__Problem to solve__. State only the number of lines below where the word "roof" is found.

__Supplied material__.

· · ·

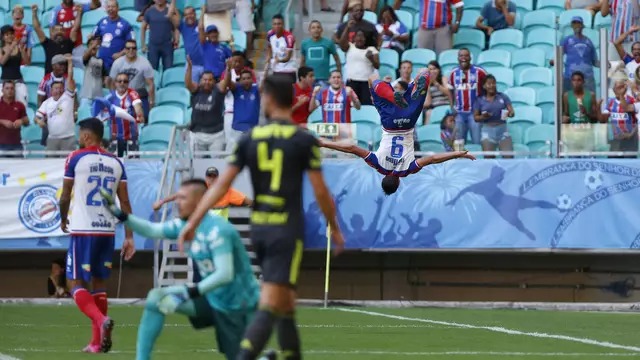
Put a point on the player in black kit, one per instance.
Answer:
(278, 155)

· · ·

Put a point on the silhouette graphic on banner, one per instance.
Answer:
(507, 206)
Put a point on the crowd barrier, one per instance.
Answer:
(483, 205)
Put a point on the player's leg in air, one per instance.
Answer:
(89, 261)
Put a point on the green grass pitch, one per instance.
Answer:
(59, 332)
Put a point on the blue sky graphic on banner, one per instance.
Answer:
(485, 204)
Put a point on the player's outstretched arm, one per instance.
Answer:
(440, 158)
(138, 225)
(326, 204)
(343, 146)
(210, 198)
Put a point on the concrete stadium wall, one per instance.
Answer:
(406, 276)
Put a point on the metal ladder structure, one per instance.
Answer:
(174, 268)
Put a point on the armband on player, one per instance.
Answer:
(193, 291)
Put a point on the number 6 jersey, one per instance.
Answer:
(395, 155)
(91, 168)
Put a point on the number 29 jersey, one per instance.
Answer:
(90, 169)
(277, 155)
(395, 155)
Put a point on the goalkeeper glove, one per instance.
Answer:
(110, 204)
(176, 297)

· · ·

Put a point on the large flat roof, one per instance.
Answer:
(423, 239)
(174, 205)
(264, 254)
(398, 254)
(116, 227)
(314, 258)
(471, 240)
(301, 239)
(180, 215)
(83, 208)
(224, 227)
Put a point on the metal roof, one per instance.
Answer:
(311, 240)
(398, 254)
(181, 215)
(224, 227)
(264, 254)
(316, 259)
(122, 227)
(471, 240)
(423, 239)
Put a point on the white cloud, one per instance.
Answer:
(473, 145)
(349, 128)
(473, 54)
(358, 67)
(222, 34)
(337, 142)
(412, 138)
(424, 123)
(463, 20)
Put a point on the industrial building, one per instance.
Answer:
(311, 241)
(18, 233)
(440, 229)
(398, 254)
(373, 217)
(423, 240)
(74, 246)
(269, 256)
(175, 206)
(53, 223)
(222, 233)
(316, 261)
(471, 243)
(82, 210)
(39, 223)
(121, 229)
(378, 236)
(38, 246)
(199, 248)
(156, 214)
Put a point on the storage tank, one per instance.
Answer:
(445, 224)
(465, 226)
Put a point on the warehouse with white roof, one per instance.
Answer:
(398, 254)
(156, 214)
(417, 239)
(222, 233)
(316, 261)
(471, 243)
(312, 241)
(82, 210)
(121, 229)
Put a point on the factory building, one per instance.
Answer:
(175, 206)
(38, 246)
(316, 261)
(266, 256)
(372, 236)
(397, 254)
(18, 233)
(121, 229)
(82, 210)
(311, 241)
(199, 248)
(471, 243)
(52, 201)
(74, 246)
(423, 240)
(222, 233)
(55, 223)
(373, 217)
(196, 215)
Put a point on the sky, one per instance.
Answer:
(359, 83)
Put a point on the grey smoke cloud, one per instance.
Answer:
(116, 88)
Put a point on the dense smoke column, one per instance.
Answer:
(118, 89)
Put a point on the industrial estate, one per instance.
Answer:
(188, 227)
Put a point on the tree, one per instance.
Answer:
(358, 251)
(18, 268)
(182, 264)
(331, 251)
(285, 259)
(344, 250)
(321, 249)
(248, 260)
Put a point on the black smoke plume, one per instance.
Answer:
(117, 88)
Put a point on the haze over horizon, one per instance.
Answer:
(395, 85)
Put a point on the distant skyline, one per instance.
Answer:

· · ·

__Task response__. 3